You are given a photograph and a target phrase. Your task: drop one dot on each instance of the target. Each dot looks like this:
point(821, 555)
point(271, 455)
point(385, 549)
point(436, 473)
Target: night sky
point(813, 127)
----
*Stated goal:*
Shift the answer coordinates in the data above by adding 63 to each number, and write out all the lines again, the requests included. Leave the points inside the requests unchanged.

*Solution to the problem:*
You are given a photograph and a target phrase. Your task: drop one dot on each instance of the target. Each dot looks like this:
point(821, 555)
point(271, 455)
point(385, 549)
point(436, 473)
Target: night sky
point(876, 190)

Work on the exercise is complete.